Why Fixing Greece Requires Anarchy

On July 5, the Greek people voted against the latest bailout offer from the European Union, moving the country closer to an exit from the Eurozone and a return to its former national currency, the drachma. The government had already defaulted on a $1.7 billion payment to the International Monetary Fund on June 30, which led to bank closures and strict capital controls at ATMs. It now appears that Greece will be bailed out again, go deeper into debt, and be back in a similar situation in a few years. What the Europeans fail to understand is that it is impossible for them to fix this problem by their current methods. Let us examine why.

The Past is Prologue

Such problems do not occur overnight. In order to understand the present, one must first understand the past. Therefore, let us see how Greece reached this point.
----------------------------------------
## Exercise 1
Arrange every line of the listing below as a numbered list, leaving out blank lines, and leave the pictures out of your answer.
----------------------------------------
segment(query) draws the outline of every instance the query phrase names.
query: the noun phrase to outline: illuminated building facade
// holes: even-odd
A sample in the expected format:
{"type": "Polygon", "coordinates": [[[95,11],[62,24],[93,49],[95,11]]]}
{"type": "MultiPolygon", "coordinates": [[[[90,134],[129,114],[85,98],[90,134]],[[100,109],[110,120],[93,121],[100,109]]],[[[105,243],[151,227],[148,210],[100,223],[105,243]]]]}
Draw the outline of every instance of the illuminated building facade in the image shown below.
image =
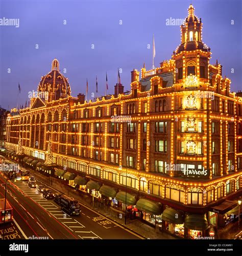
----------------------------------------
## Exercise 2
According to the article on Greece, what now appears likely to happen to Greece? List each outcome.

## Written answer 1
1. segment(query) draws the outline of every instance the query phrase names.
2. query: the noun phrase to outline: illuminated building facade
3. // holes: even-odd
4. A sample in the expected format:
5. {"type": "Polygon", "coordinates": [[[95,11],[62,24],[93,49],[95,11]]]}
6. {"type": "MultiPolygon", "coordinates": [[[[90,134],[129,114],[85,98],[90,134]],[[100,109],[110,120],[93,121],[100,109]]],[[[105,243],[151,227],[148,210],[100,223],[105,243]]]]}
7. Draw the outline of every instance of the illuminated building facade in the image shown below.
8. image =

## Written answer 2
- Greece will be bailed out again.
- It will go deeper into debt.
- It will be back in a similar situation in a few years.